Records from a dataset
══════════════════════════════
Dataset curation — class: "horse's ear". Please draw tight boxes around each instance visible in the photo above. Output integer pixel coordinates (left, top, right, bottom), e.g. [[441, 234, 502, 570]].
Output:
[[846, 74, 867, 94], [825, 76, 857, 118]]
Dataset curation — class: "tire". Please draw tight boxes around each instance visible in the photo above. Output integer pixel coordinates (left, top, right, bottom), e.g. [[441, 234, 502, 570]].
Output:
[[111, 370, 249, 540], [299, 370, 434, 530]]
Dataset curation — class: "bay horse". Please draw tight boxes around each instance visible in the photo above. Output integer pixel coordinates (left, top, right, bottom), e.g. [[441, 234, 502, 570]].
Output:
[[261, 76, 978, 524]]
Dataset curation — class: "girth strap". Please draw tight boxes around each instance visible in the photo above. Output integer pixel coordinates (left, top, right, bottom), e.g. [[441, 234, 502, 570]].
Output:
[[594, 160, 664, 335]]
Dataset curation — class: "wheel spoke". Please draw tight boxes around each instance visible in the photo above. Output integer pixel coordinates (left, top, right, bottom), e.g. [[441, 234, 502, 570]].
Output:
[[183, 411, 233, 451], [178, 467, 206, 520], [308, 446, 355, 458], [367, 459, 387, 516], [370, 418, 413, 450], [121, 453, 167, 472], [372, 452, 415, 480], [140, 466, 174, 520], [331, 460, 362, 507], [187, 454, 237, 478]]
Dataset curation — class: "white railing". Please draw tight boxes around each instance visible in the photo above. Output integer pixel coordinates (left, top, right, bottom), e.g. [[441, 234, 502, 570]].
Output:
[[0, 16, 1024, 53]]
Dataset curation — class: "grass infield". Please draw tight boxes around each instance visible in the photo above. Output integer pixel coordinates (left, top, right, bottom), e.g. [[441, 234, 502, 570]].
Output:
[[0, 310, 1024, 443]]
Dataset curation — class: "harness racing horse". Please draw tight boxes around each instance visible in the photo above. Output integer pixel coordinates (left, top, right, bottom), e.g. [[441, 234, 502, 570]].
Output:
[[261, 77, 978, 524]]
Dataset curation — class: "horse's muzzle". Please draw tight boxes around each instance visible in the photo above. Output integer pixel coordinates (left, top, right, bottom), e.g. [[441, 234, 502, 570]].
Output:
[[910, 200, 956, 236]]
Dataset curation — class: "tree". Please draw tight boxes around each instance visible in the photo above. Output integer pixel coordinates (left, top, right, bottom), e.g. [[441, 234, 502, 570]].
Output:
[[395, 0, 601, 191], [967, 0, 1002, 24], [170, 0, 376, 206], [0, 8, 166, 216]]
══════════════════════════════
# [Task]
How many lines in the records above contain the string "horse"? Case counts. Reply with the number only.

# [Answer below]
4